▶ _GIVEN EXERCISE_:
Rewrite the listing from the line containing "Check that every instance of the vertical" through the line containing "Check that every instance of the black", changing "one marker per instance" to "a single marker for each instance" and leaving all else as it is. Return only those lines.

▶ _LISTED RECORDS_:
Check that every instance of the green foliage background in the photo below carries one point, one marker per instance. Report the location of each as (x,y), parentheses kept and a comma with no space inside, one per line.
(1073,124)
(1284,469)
* * *
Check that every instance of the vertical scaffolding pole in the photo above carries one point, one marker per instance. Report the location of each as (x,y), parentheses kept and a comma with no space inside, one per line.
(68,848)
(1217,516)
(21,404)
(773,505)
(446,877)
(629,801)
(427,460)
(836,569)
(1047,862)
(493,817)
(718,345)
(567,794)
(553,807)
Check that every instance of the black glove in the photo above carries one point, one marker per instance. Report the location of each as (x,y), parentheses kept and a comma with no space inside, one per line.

▶ _THE COMPLETED TASK_:
Check that every instance of the vertical scaffolding pole in the photo above carries one point, a single marker for each instance. Report the location of each as (x,y), parentheses kept and a comma with no space inside, one per line.
(68,848)
(1217,516)
(21,404)
(773,505)
(446,877)
(629,801)
(427,460)
(836,569)
(1047,862)
(493,817)
(718,345)
(567,794)
(553,807)
Check that every instance of the black glove in the photo above carries one point, a single marker for each instance. Report the location of each as (x,y), parentheses kept and a comma with no space inside, one per line.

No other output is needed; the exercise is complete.